---- Selected extract

The Four Steps to the Epiphany - DanielBMarkham
http://www.hn-books.com/Books/The-Four-Steps-To-The-Epiphany.htm
======
monk_the_dog
I love his definition of a startup: "startups are a temporary organization
designed to search for a scalable and repeatable business model.". Solid,
concrete advice in this book - advice you can disagree with, not just apple
pie advice.

Compare "Four Steps" to "do more faster", another highly recommended startup
book.

First, both books have off-putting titles. I'm much more likely to buy a book
called "The Customer Development Model" than anything that sounds like it's
marketed to the naive or flaky: "epiphany?", "do more faster?". Can we please
stay pragmatic and grounded?

Apart from that, the books are worlds apart. "Four Steps" _is_ pragmatic and
grounded. The "do more faster" book starts with an essay by Tim Ferriss, the
author of "The 4-hour workweek."

As long as we're talking about Steve Blank, here's a couple of other books
that I've read and liked because of things I've read on his blog/book:

* Business Model Generation, by Osterwalder & Pigneur

* Crystal Fire, by Riordan & Hoddeson

* A Radar History of World War II, by Brown

The last two book because of his "secret history of silicon valley" posts.

------
lfittl
Highly recommended: <http://www.custdev.com/>

(E-)book that summarizes the 4 Steps into a usable reference guide, with case
studies mixed in.

--------

▶ Set problem A
Answer each question from the forum thread.
(i) According to the quoted definition in the forum thread, what are startups designed to search for?
(ii) Whose essay opens the "do more faster" book?
(iii) What does the (e-)book recommended at the end of the forum thread summarize the 4 Steps into?
▶ Set problem B
Retype the forum thread from "The Four Steps" up to and including "pie advice.".

---- Material

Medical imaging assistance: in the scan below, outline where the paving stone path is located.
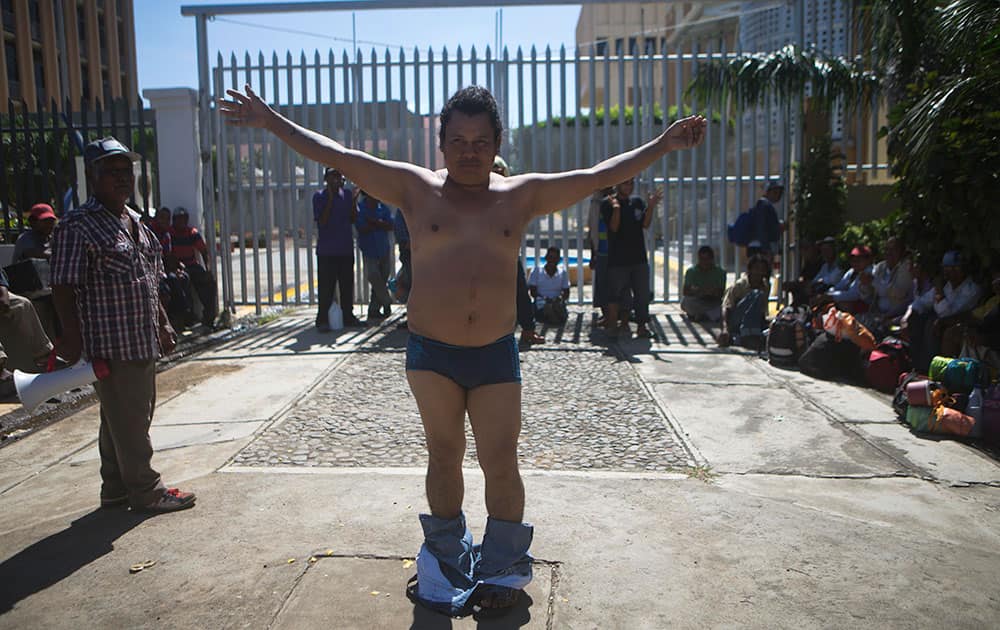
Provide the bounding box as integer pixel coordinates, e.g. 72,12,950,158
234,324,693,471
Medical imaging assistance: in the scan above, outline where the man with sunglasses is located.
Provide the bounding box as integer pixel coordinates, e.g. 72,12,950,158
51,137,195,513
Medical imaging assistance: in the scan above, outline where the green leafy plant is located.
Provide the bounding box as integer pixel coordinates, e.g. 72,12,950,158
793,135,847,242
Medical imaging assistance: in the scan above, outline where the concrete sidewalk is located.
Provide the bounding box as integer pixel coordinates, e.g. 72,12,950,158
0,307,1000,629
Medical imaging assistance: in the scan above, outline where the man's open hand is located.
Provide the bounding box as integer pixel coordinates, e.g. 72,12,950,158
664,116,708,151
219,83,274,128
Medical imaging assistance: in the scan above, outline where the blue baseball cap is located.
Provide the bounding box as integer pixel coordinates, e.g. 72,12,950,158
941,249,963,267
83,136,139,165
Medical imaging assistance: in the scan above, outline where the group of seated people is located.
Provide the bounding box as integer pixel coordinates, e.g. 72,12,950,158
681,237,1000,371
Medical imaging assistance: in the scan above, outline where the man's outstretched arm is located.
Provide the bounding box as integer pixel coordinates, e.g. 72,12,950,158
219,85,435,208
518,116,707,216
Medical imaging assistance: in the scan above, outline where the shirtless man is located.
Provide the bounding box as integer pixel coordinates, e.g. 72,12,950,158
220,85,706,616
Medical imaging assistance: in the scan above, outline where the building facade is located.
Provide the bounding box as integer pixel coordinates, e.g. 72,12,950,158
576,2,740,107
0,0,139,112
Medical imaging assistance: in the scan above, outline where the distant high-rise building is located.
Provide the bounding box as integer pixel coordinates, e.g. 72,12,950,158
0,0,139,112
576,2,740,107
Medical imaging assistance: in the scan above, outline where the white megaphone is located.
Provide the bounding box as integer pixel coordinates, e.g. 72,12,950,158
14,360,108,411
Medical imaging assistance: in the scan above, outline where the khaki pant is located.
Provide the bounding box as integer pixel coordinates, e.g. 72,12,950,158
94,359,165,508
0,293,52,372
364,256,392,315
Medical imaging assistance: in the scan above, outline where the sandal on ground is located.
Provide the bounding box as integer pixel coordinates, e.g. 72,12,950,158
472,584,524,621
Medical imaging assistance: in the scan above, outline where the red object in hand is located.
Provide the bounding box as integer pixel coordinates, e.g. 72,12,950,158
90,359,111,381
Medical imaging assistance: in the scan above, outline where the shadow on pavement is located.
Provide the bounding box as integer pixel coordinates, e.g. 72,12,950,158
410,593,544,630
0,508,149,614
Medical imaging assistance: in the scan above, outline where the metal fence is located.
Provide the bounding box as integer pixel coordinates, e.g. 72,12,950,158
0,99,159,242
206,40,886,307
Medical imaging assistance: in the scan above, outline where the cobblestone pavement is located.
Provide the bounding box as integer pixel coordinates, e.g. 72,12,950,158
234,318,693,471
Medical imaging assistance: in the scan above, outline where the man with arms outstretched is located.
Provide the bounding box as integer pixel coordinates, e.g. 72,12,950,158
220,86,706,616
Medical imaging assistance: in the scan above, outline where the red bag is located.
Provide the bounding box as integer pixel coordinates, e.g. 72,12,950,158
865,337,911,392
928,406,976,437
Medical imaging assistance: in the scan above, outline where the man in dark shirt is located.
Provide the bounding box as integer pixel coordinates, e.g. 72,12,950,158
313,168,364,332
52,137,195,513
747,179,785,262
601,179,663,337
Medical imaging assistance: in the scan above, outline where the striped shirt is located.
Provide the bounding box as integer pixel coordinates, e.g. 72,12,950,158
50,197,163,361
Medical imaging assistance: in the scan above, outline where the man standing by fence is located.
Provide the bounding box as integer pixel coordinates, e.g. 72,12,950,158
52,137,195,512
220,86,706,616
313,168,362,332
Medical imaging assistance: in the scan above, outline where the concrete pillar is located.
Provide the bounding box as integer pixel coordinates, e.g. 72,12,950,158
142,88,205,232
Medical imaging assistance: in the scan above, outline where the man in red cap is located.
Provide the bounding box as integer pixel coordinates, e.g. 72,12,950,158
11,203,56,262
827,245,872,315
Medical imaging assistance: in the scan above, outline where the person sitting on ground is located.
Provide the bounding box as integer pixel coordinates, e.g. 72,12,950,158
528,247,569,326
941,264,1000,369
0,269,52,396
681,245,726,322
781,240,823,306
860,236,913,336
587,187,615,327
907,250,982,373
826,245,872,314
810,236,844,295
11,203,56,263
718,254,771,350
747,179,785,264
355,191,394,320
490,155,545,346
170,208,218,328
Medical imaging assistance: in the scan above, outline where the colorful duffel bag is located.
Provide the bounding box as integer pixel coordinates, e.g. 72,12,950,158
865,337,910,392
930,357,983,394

--------
---- Material

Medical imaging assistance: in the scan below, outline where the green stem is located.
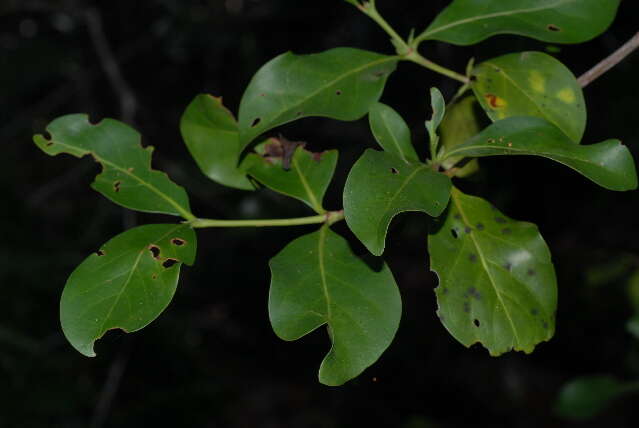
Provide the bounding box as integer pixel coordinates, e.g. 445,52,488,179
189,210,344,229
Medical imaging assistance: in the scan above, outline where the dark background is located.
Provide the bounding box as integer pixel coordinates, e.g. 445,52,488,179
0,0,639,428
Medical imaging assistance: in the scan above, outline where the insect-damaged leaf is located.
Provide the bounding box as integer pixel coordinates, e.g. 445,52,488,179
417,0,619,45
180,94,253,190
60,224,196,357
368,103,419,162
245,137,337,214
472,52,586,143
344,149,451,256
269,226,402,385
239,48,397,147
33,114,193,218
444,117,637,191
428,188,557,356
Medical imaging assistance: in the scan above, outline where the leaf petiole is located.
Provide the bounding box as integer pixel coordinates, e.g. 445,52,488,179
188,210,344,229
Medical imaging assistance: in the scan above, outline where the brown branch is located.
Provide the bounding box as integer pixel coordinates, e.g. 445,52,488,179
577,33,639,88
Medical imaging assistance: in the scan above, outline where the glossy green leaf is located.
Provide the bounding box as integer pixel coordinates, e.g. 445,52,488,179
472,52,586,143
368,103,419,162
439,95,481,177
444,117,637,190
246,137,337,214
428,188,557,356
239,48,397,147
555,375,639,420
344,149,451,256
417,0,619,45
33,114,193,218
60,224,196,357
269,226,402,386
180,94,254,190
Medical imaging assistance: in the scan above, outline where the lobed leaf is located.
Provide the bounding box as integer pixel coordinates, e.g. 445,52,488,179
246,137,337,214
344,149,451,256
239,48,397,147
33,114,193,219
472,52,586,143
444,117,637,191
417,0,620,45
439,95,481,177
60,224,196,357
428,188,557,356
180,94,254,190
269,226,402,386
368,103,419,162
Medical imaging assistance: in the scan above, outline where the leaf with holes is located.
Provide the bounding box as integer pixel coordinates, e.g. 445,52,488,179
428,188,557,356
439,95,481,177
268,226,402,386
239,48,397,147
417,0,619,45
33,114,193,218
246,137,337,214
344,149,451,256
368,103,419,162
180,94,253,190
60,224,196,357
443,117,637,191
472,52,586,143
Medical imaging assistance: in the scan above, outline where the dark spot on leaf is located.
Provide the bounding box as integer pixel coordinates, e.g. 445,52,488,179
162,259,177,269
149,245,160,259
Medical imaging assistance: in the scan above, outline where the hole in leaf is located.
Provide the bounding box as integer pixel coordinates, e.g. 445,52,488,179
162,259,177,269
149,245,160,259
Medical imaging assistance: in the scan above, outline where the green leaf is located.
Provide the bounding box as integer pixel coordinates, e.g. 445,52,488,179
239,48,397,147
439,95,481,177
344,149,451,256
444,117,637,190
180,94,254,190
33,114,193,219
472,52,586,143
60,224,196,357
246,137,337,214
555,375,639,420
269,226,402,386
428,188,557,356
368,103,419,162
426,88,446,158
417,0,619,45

--------
---- Material

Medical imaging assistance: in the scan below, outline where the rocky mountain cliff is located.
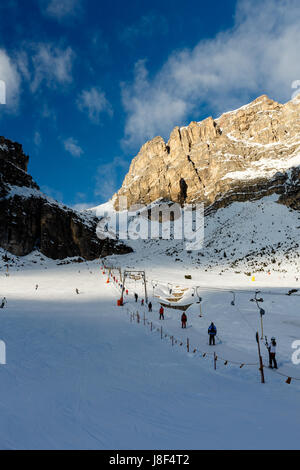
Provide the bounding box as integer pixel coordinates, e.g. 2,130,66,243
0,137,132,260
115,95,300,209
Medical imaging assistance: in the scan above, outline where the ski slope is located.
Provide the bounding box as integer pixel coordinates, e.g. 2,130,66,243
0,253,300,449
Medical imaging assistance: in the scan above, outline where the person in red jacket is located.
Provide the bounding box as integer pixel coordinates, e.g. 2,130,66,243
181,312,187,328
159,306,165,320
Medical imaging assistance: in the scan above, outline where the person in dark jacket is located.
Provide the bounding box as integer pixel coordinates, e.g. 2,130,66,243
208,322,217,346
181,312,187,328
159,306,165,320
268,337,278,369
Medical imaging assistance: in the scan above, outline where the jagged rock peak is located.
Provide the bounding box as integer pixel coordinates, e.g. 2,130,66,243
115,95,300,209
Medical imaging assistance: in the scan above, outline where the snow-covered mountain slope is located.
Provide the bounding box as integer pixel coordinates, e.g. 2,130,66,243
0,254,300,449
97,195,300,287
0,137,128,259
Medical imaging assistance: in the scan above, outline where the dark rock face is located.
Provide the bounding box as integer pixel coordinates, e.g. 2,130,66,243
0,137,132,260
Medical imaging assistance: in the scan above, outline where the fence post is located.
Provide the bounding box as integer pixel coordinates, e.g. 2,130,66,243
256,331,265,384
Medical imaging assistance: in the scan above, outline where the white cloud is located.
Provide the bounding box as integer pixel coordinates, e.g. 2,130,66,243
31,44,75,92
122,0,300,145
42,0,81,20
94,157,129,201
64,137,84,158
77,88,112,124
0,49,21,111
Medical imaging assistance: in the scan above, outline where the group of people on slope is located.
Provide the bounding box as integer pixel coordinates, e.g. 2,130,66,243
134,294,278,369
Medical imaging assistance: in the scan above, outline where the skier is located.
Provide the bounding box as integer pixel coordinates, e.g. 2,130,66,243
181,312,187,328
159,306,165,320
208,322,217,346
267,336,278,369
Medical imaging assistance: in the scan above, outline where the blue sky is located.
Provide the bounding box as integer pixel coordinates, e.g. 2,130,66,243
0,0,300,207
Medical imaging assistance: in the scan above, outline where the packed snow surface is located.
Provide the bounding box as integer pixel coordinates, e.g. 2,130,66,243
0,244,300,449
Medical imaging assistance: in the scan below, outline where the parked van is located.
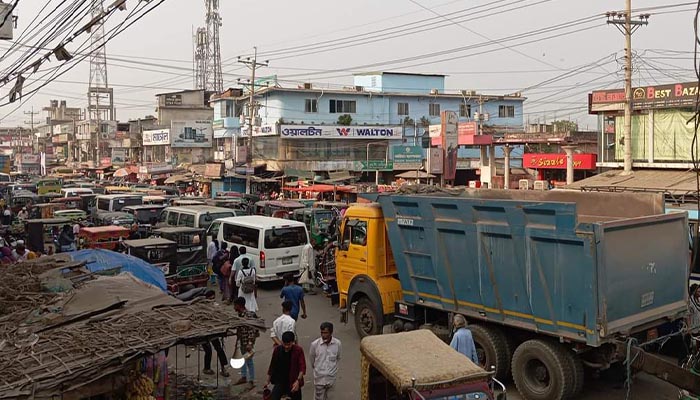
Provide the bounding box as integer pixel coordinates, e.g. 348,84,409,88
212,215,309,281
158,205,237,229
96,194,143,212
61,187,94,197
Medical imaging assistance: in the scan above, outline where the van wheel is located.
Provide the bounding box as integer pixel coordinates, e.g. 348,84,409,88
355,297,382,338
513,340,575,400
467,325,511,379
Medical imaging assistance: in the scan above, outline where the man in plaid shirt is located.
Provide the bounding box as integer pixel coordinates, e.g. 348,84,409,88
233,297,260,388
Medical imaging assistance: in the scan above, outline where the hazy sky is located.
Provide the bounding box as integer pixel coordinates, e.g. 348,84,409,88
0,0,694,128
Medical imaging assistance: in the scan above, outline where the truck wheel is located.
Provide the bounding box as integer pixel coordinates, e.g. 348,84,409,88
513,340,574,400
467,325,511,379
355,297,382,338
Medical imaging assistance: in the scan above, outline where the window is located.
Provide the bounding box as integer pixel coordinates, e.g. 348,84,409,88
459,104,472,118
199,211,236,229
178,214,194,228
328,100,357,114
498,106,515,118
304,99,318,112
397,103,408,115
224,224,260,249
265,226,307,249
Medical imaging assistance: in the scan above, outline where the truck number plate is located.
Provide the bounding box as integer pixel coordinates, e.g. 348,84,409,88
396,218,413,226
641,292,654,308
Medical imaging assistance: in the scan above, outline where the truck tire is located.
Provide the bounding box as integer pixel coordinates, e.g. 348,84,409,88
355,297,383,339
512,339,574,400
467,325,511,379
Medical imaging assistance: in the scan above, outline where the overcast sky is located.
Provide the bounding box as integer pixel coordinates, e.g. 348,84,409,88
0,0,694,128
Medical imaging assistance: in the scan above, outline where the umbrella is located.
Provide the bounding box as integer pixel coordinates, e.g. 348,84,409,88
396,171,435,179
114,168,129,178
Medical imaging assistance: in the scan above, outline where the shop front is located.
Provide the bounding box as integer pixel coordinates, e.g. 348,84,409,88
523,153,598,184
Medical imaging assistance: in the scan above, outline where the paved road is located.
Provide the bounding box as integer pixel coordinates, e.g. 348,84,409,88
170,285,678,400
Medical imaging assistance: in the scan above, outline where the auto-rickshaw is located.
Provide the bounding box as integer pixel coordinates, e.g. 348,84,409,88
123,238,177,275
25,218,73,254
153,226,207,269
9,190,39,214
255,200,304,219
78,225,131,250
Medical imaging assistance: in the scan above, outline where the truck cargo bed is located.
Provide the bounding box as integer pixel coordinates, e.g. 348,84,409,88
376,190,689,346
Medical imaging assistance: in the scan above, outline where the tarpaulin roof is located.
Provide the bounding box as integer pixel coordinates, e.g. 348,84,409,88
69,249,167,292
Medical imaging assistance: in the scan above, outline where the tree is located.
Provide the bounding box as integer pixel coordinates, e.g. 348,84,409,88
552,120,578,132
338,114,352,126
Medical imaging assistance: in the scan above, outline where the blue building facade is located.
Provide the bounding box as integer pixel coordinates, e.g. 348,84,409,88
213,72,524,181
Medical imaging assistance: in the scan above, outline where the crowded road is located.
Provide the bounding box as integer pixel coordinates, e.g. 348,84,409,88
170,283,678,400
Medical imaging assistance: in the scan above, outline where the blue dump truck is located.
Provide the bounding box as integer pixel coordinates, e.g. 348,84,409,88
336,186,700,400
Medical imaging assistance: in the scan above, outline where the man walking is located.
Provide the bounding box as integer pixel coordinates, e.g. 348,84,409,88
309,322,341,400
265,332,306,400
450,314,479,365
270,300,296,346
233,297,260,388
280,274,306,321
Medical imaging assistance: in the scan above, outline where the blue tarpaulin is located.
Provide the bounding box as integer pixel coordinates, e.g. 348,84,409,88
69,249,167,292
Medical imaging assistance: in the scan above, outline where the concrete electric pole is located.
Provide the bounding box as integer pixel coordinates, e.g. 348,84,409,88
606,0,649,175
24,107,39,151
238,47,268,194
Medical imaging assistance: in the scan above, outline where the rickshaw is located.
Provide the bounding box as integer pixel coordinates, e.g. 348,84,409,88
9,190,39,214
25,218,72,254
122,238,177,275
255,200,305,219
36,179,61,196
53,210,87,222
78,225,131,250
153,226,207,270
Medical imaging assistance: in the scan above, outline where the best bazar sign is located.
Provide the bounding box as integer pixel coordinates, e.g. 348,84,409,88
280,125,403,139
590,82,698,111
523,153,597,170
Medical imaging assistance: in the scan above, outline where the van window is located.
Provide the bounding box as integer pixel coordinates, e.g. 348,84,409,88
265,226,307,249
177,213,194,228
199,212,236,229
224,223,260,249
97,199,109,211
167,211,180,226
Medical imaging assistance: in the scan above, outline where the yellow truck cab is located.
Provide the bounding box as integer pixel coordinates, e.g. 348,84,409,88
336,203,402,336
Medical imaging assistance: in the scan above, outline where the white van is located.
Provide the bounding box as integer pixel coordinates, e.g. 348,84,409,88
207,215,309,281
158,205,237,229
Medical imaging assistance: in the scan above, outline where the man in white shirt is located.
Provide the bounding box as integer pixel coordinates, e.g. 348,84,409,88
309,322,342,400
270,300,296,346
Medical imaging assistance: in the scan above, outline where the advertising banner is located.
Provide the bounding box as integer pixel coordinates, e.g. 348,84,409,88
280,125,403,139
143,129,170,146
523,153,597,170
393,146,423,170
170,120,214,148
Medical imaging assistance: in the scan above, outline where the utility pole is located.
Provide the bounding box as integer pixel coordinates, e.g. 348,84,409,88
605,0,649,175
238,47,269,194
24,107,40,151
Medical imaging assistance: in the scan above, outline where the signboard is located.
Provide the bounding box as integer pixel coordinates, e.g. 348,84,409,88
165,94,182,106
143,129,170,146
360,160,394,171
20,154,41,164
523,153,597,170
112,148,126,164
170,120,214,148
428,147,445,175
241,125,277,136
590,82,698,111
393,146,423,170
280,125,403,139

--------

▶ Reply A
(i) A scalable and repeatable business model.
(ii) Tim Ferriss's.
(iii) A usable reference guide, with case studies mixed in.

▶ Reply B
The Four Steps to the Epiphany - DanielBMarkham
http://www.hn-books.com/Books/The-Four-Steps-To-The-Epiphany.htm
======
monk_the_dog
I love his definition of a startup: "startups are a temporary organization
designed to search for a scalable and repeatable business model.". Solid,
concrete advice in this book - advice you can disagree with, not just apple
pie advice.